*WORK TO BE COMPLETED:* Each of the lines below must be written out exactly as shown.

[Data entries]

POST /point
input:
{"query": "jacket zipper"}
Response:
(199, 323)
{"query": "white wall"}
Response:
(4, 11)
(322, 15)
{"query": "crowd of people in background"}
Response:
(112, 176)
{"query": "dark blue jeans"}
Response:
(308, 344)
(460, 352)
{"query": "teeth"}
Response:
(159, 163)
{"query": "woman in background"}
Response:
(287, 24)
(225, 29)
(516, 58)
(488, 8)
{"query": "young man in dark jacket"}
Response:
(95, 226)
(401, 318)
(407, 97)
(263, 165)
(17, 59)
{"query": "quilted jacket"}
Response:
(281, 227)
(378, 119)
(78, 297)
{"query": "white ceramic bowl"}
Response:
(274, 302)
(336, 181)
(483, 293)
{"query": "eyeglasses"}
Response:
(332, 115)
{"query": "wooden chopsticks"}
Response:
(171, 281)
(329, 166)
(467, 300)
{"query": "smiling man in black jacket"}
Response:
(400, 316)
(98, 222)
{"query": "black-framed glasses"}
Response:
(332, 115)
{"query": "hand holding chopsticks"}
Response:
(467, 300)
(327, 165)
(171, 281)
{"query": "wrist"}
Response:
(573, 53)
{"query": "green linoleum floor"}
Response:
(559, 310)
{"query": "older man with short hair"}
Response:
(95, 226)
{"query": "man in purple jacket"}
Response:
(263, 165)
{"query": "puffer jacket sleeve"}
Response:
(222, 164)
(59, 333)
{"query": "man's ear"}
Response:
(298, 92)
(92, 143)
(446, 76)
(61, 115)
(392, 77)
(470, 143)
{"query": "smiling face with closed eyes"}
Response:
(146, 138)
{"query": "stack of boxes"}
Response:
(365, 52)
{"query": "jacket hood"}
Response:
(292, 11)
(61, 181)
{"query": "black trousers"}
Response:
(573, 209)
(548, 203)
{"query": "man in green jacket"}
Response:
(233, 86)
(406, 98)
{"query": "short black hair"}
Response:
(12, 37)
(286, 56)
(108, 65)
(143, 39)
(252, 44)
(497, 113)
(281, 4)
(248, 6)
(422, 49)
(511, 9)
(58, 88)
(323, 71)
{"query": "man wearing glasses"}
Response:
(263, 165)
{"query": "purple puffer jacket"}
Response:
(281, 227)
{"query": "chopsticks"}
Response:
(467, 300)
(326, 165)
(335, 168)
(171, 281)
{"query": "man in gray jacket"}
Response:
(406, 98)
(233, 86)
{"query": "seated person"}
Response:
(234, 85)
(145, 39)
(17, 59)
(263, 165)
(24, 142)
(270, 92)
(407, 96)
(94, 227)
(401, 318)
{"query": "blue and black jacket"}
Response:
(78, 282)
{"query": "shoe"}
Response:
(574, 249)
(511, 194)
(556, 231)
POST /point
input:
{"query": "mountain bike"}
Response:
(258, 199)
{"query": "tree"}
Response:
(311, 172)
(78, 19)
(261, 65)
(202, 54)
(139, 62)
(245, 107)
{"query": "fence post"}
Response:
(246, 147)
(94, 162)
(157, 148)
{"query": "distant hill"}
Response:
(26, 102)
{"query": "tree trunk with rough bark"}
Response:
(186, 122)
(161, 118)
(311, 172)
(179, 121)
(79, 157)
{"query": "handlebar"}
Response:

*TASK ANSWER:*
POST /point
input:
{"query": "jacket zipper"}
Response:
(199, 323)
{"query": "white wall"}
Response:
(4, 11)
(322, 15)
{"query": "crowd of people in background"}
Response:
(112, 176)
{"query": "dark blue jeans"}
Response:
(308, 344)
(460, 352)
{"query": "teeth"}
Response:
(159, 163)
{"query": "woman in background"}
Response:
(287, 24)
(225, 29)
(516, 58)
(488, 8)
{"query": "young man in dark jacket"}
Response:
(95, 226)
(401, 318)
(407, 97)
(263, 165)
(17, 59)
{"query": "quilted jacket"}
Response:
(281, 227)
(378, 119)
(78, 297)
{"query": "white ceramic bowl"}
Response:
(274, 302)
(336, 181)
(483, 293)
{"query": "eyeglasses"}
Response:
(332, 115)
{"query": "wooden chopsticks"}
Response:
(171, 281)
(329, 166)
(467, 300)
{"query": "smiling man in black jacket"}
Response:
(400, 316)
(98, 222)
{"query": "black-framed glasses"}
Response:
(332, 115)
{"query": "hand holding chopsticks"}
Response:
(467, 300)
(327, 165)
(171, 281)
{"query": "wrist"}
Response:
(573, 53)
{"query": "green linoleum floor"}
Response:
(559, 310)
{"query": "older man with short hair"}
Response:
(95, 226)
{"query": "man in purple jacket"}
Response:
(263, 165)
{"query": "puffer jacket sleeve"}
Response:
(222, 164)
(59, 333)
{"query": "man's ear"}
Response:
(298, 92)
(92, 143)
(446, 76)
(61, 115)
(392, 77)
(470, 143)
{"query": "smiling face with closed eyes"}
Response:
(146, 138)
{"query": "stack of boxes"}
Response:
(365, 52)
{"query": "jacket hood"}
Response:
(292, 11)
(61, 181)
{"query": "black trousers"}
Response:
(573, 209)
(548, 203)
{"query": "man in green jacket"}
Response:
(233, 86)
(406, 98)
{"query": "short black hair"}
Response:
(12, 37)
(286, 56)
(108, 65)
(143, 39)
(252, 44)
(497, 113)
(281, 4)
(248, 6)
(422, 49)
(511, 9)
(58, 88)
(323, 71)
{"query": "man wearing glasses"}
Response:
(263, 165)
{"query": "purple puffer jacket"}
Response:
(281, 227)
{"query": "chopsticks"}
Response:
(467, 300)
(326, 165)
(335, 168)
(171, 281)
{"query": "man in gray jacket"}
Response:
(406, 98)
(233, 86)
{"query": "seated person"}
Response:
(234, 85)
(145, 39)
(17, 59)
(263, 165)
(24, 142)
(270, 92)
(407, 96)
(94, 227)
(401, 318)
{"query": "blue and black jacket"}
Response:
(78, 282)
{"query": "shoe"}
Response:
(574, 249)
(511, 194)
(556, 231)
POST /point
input:
{"query": "mountain bike"}
Response:
(258, 199)
{"query": "tree"}
Response:
(311, 172)
(78, 19)
(261, 65)
(202, 54)
(139, 62)
(245, 107)
{"query": "fence post"}
Response:
(246, 147)
(94, 162)
(157, 148)
{"query": "distant hill"}
Response:
(26, 102)
{"query": "tree trunk with rough bark"}
Response:
(186, 122)
(161, 118)
(311, 172)
(179, 121)
(79, 157)
{"query": "handlebar"}
Response:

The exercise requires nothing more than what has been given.